*PROBLEM STATEMENT:*
List the plant species whose presence the text below on Niceforo's wren says is significantly correlated with the presence of the bird.

*TEXT:*
****************
After the first specimens of Niceforo's wren were collected during the 1940s, no further sightings were recorded until two birds were seen in that area in 1989 and 2000. This may reflect the fact that this area was difficult to visit from the 1950s onward due to guerilla activity.

In 2005 Oswaldo Cortes and colleagues discovered a disjunct population in the area of Soatá, approximately 100 km south of San Gill, and in 2004-06 Thomas M Donegan and colleagues discovered a population in the Serranía de los Yariguíes, about 50 km to the west of San Gill.

===Habitat===
This wren is found in dry forest at altitudes between 1132 and 1840 m, in areas with abundant vegetation cover, a dense understory and abundant leaf litter. Its presence was found to be significantly correlated with that of Tricanthera gigantea, Acacia farnesiana, Sapindus saponaria and Pithecellobium dulce. A recent survey found populations of Niceforo's wren in riparian forest fragments with tangled vegetation composed by shrubs and thorn scrubs, and also along shaded edges of coffee and cacao plantations.

==Behaviour==
===Feeding===
Niceforo's wren is a largely terrestrial species, being found mostly within 2.66 m of ground level. They appear to forage for food mainly in leaf litter on the ground and have also been observed gleaning for arthropods under dry leaves and pecking on branches and tree holes.

===Breeding===
It is a monogamous species. Pairs defend territories from 1 to 4 ha along streams and rivers, and the maximum density has been calculated as one individual for every two hectares of habitat.
****************
*EXCERPTED RECORDS:*
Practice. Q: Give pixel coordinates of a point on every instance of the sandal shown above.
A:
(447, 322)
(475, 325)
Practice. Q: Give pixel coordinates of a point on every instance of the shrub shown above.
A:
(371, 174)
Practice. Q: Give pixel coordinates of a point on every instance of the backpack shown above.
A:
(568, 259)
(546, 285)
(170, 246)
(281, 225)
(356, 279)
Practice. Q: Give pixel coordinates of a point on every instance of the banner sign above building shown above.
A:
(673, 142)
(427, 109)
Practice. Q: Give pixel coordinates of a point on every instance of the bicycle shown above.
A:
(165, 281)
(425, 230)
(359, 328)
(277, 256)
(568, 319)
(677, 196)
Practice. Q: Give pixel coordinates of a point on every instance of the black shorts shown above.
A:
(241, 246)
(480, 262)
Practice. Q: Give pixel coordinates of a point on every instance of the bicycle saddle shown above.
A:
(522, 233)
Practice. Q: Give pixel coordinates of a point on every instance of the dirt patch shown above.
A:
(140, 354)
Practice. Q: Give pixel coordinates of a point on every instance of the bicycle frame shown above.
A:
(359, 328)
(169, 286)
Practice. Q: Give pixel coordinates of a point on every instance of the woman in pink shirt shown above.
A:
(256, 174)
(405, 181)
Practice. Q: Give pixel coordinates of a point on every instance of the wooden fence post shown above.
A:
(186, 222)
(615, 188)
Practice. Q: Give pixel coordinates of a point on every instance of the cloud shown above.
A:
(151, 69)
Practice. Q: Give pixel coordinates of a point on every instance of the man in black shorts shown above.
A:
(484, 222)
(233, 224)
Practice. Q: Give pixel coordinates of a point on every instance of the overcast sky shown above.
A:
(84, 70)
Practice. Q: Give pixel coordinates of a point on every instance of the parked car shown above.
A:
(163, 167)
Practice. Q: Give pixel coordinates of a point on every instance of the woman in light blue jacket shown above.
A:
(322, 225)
****************
*ANSWER AREA:*
Tricanthera gigantea, Acacia farnesiana, Sapindus saponaria, Pithecellobium dulce